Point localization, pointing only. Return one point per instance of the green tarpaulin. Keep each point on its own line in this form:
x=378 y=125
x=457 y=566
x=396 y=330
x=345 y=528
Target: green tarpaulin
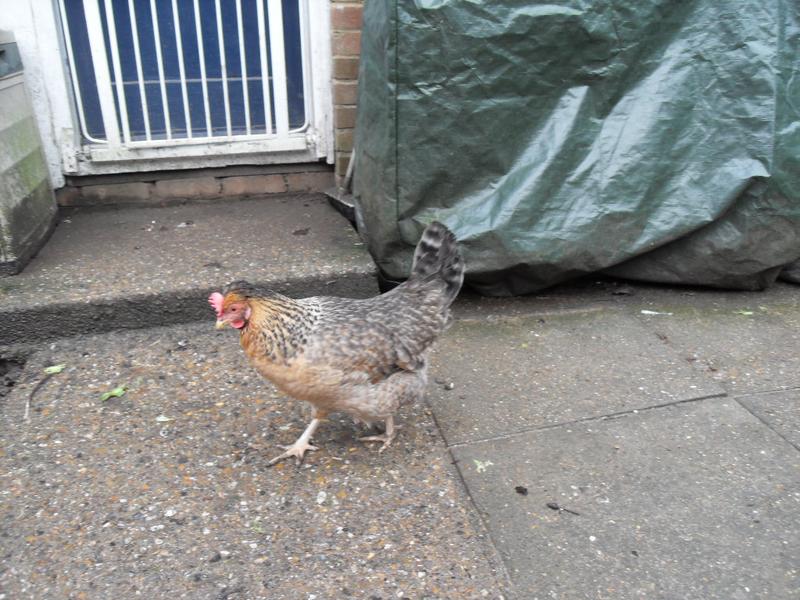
x=654 y=140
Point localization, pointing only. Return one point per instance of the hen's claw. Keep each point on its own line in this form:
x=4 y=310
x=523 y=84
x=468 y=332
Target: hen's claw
x=387 y=440
x=298 y=449
x=387 y=437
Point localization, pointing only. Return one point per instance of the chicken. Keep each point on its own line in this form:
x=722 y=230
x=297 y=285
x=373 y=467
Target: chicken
x=366 y=357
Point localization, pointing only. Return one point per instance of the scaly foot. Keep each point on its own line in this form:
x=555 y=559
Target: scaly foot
x=298 y=449
x=387 y=438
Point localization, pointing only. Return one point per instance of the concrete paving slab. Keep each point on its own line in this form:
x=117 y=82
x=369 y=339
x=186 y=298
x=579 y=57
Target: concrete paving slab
x=779 y=410
x=134 y=267
x=746 y=347
x=696 y=501
x=514 y=374
x=165 y=493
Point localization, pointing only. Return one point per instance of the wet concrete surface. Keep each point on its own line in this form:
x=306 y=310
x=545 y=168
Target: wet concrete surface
x=693 y=501
x=667 y=418
x=641 y=444
x=165 y=492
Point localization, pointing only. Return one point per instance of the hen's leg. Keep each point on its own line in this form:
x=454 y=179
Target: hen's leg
x=298 y=449
x=386 y=437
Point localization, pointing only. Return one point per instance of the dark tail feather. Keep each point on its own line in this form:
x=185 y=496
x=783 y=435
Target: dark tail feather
x=438 y=253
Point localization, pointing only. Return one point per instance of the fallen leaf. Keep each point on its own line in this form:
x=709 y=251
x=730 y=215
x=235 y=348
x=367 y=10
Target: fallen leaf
x=117 y=392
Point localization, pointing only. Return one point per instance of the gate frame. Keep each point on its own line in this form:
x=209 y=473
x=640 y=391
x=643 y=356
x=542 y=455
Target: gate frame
x=313 y=144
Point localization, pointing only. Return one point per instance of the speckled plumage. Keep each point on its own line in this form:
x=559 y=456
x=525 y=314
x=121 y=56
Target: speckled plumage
x=362 y=357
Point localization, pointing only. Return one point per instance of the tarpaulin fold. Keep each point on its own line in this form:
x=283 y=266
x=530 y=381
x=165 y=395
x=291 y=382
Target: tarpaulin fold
x=655 y=140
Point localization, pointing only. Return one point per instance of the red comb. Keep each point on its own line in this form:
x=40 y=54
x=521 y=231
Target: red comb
x=215 y=300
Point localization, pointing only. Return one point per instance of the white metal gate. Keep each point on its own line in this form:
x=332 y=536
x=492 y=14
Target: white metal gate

::::::

■ Task item ■
Using the material above, transcribe exactly the lines from the line with "Target: scaly foot" to the line with "x=545 y=168"; both count, and nothing else goes in.

■ Answer section ■
Target: scaly foot
x=298 y=449
x=387 y=438
Point localization, pointing only. Return one point per instance of the concrete paving slab. Keep each point on its own line in this form:
x=117 y=82
x=369 y=339
x=186 y=298
x=579 y=57
Target: concrete paving slab
x=779 y=410
x=134 y=267
x=746 y=347
x=696 y=501
x=514 y=374
x=165 y=493
Point localization, pointing only. Return one point per instance of the wet concrete surface. Keep each point on its own line in this form:
x=306 y=310
x=545 y=168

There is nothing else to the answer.